**DATA LISTING**:
· · · ·

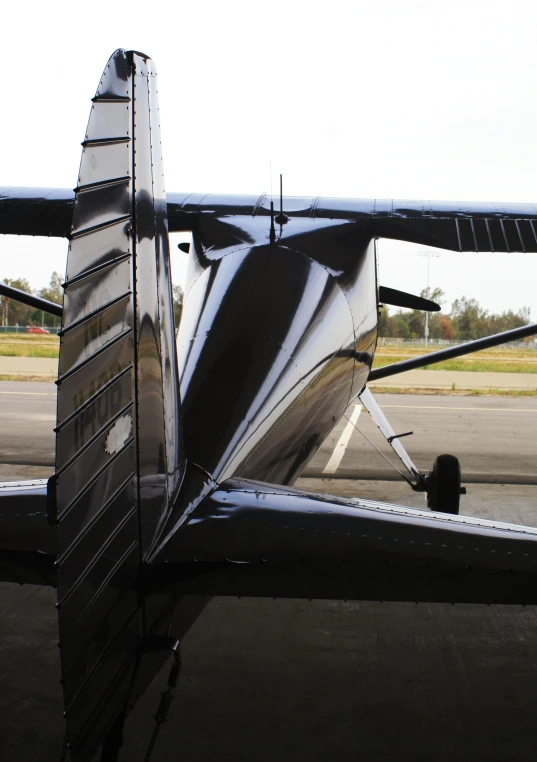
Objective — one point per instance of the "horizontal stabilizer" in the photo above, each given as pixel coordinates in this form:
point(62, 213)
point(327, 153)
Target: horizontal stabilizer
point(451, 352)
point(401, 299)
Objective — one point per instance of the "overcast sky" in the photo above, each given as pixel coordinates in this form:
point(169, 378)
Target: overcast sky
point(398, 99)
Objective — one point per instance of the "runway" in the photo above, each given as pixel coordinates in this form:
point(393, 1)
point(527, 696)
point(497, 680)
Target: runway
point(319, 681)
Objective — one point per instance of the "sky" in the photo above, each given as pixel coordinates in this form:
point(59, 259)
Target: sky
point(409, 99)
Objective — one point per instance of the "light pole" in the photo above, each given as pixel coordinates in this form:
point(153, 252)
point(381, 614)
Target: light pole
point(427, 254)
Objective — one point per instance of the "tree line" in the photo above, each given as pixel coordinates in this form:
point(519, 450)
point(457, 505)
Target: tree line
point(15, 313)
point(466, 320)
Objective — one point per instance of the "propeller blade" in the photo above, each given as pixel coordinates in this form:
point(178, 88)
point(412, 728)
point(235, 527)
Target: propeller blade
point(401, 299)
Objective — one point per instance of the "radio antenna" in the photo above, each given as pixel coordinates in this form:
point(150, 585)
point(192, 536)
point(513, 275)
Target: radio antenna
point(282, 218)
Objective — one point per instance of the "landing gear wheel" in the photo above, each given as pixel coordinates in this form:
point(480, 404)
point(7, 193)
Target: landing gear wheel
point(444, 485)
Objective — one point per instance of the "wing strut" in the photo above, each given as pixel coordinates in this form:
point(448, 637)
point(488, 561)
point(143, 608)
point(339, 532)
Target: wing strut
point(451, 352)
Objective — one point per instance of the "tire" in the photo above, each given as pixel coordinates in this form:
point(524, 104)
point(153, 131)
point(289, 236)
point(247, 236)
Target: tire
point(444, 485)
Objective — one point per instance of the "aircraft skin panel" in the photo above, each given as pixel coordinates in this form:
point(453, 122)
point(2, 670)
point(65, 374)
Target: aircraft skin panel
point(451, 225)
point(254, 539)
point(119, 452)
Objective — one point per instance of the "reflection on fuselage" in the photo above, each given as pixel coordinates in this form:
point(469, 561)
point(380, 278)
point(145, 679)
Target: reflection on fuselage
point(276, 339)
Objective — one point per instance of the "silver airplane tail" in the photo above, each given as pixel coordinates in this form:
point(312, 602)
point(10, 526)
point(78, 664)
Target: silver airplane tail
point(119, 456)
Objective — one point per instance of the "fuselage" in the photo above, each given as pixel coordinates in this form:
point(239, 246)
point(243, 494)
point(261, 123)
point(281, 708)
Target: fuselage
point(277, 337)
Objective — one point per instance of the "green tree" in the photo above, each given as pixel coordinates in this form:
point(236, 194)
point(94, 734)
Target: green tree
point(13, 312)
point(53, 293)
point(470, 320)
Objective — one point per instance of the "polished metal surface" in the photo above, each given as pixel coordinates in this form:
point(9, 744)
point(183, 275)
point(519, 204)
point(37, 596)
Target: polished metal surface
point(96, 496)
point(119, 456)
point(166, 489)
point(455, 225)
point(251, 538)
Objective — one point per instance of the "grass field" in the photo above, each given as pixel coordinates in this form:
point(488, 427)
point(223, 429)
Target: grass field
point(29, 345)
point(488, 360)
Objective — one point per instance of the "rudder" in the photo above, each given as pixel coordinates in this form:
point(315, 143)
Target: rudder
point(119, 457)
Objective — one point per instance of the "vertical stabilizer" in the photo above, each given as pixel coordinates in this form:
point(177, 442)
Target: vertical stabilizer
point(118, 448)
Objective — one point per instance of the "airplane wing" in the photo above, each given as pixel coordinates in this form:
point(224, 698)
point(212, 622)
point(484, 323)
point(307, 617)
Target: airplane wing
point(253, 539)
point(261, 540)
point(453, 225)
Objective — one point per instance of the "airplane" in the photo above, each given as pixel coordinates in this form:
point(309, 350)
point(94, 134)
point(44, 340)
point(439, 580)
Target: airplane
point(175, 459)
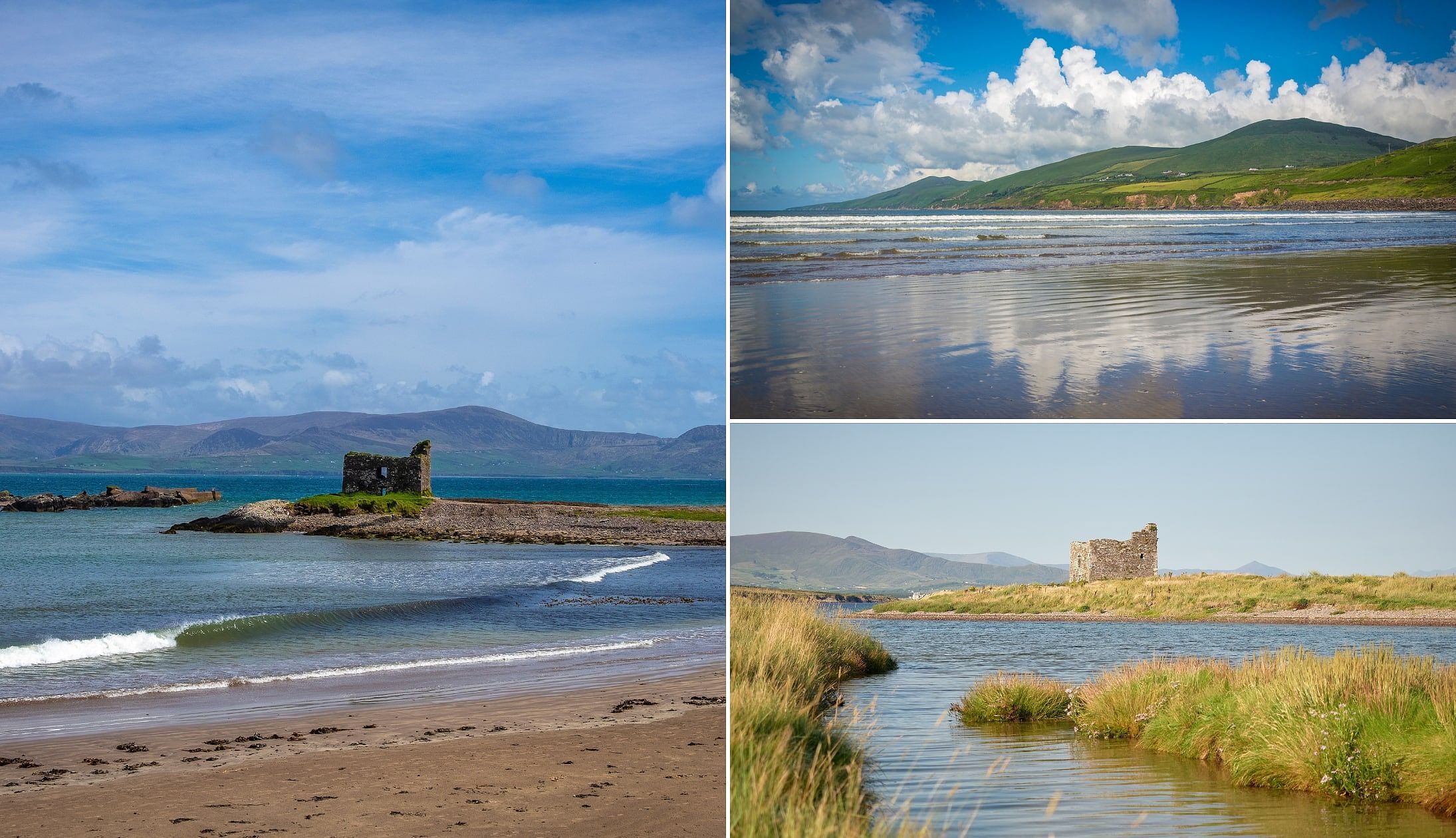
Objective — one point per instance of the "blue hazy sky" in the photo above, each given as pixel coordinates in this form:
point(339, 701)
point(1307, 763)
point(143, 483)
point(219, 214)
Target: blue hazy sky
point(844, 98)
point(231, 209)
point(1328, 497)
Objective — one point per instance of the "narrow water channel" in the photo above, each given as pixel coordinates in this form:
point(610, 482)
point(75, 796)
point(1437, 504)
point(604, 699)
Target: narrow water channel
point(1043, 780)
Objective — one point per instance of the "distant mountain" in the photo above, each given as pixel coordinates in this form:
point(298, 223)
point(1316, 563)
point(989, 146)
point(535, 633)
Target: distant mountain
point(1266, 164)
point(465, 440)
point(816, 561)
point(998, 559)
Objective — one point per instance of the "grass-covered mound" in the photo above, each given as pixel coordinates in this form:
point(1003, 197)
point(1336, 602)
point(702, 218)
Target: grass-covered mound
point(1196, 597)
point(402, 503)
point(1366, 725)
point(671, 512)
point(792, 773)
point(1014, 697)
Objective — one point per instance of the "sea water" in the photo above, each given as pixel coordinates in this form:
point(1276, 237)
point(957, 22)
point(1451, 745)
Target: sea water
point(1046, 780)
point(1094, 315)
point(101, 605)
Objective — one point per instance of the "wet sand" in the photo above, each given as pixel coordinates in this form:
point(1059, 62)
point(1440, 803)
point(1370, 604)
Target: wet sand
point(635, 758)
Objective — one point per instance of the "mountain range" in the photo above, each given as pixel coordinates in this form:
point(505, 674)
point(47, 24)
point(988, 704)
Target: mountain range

· · · ·

**EXERCISE GOAL**: Every line of the material is to be quoted exactly, with no pictures carried over.

**WRITTEN RESPONSE**:
Objective — one point per instance of the "horizontal stabilizer" in the photo above, each given as pixel coordinates in this form:
point(62, 213)
point(327, 153)
Target: horizontal stabilizer
point(451, 352)
point(401, 299)
Objective — one point per instance of the "overcast sky" in the photo above, each given as pixel coordinates in this form:
point(169, 378)
Target: overcast sky
point(398, 99)
Objective — one point per instance of the "runway" in the photo above, each given as pixel coordinates in this form:
point(393, 1)
point(527, 696)
point(497, 680)
Target: runway
point(319, 681)
Objective — one point per instance of the "sky" in the photo above, each given as pixel coordinates in this form:
point(59, 259)
Target: sky
point(409, 99)
Objective — one point per instance of the "light pole" in the photo above, each given as pixel coordinates in this form:
point(153, 252)
point(381, 614)
Target: light pole
point(427, 254)
Objective — one point per instance of the "tree line" in the photo above, each given as pixel coordinates in this form:
point(519, 450)
point(457, 505)
Target: tree line
point(15, 313)
point(466, 320)
Objective — one point per instance of the "propeller blade" in the photo above, each given as pixel coordinates in this form:
point(178, 88)
point(412, 728)
point(235, 527)
Target: propeller blade
point(401, 299)
Objective — one point per instance of the "radio antenna" in the photo above, each given as pixel coordinates in this form:
point(150, 585)
point(192, 536)
point(513, 275)
Target: radio antenna
point(282, 218)
Objective — one point per instance of the "landing gear wheel" in the photo above, each given as pixel coordinates in this form:
point(480, 404)
point(7, 193)
Target: landing gear wheel
point(444, 485)
Objective — one point per instance of the "wing strut" in the photo above, each given as pixel coordinates in this form:
point(448, 637)
point(488, 561)
point(143, 608)
point(339, 532)
Target: wing strut
point(451, 352)
Objective — one point per instance of the "tire" in the photo above, each given as pixel coordinates in this form:
point(524, 104)
point(153, 131)
point(289, 236)
point(247, 236)
Target: tire
point(444, 485)
Objective — one point per instance of the "aircraft skin panel" in the photo above, each given as pixel coordinates in this form:
point(453, 122)
point(2, 670)
point(65, 374)
Target: aircraft skin panel
point(451, 225)
point(254, 539)
point(119, 452)
Objective — one point per instance of the "reflection on fuselage" in the photo above, each given as pixel coordinates in this form:
point(469, 561)
point(380, 278)
point(145, 679)
Target: reflection on fuselage
point(276, 339)
Objective — one point per instance of the "silver airplane tail" in the photo above, each given as pixel coordinates in this form:
point(312, 602)
point(10, 526)
point(78, 664)
Target: silver airplane tail
point(119, 456)
Objective — one point per instance of the "fuselage" in the photo above, each given as pixel coordinates in this form:
point(239, 246)
point(243, 494)
point(261, 123)
point(281, 708)
Target: fuselage
point(277, 337)
Objective — one point per instance of the "green tree" in the photo above, each given as pixel coordinates in this form:
point(236, 194)
point(94, 734)
Target: green tree
point(13, 312)
point(53, 293)
point(470, 320)
Objective — one point per instance of the "polished metal surface" in the photo above, each given as pixel coordinates in this form:
point(9, 744)
point(183, 275)
point(519, 204)
point(37, 596)
Target: polished metal surface
point(96, 496)
point(119, 456)
point(166, 489)
point(455, 225)
point(251, 538)
Objective — one point per instance of the "grass field" in the photo above, each given as pixel coordinates in this form:
point(488, 427)
point(223, 429)
Target: grass field
point(29, 345)
point(488, 360)
Objective — one point per instance of the "rudder" in the photo above, each given as pixel coordinates in this form:
point(315, 143)
Target: rudder
point(119, 457)
Objective — one point per instance of the "vertical stabilizer" in the photo above, each given as pixel coordinates in this form:
point(177, 442)
Target: vertical stabilizer
point(118, 448)
Objective — one point per instance of the "airplane wing" in the photo above, each given as pixel coordinates in this form:
point(224, 698)
point(212, 622)
point(484, 323)
point(307, 617)
Target: airplane wing
point(253, 539)
point(261, 540)
point(453, 225)
Objective — one point per instance of the "airplane" in the photo above, each given as pixel coordinates in this form:
point(309, 350)
point(94, 134)
point(44, 340)
point(439, 580)
Target: airplane
point(175, 459)
Objective — one point per instance of the "blue hazy sky" in the photo above, each given as pixel coordinates in this form:
point(339, 701)
point(1307, 763)
point(143, 483)
point(219, 214)
Target: blue hazy sky
point(844, 98)
point(231, 209)
point(1328, 497)
Objective — one point per instance of the "narrow water channel" in the photo above, each given as pixel coordinates in this form:
point(610, 482)
point(75, 796)
point(1437, 504)
point(604, 699)
Target: narrow water channel
point(1043, 780)
Objective — one point per instance of the "distant mountain" in the photo above, each given as pixel coordinates in this form:
point(298, 223)
point(1316, 563)
point(989, 146)
point(535, 633)
Target: distant mountain
point(1266, 164)
point(465, 440)
point(816, 561)
point(998, 559)
Objective — one point per instance of the "grass-covered mound" in the photo above, each given as pixel coordinates in this form:
point(1003, 197)
point(1336, 602)
point(702, 218)
Target: grass-covered mound
point(1196, 597)
point(402, 503)
point(1366, 725)
point(671, 512)
point(792, 773)
point(1014, 697)
Objective — one point per instance of the "sea water" in the photo above, each given as pixel coordinates in this form:
point(1276, 237)
point(957, 22)
point(1451, 745)
Target: sea water
point(1046, 780)
point(1094, 315)
point(101, 605)
Objective — one point per instance of the "wet sand" in the photo above, each given as pixel coordinates in this form:
point(1059, 62)
point(1440, 803)
point(1370, 604)
Target: wet sand
point(635, 758)
Objective — one point per instance of the "mountain range" in the photo above, each given as pixel coordinates in this form:
point(505, 674)
point(47, 24)
point(988, 704)
Target: mountain range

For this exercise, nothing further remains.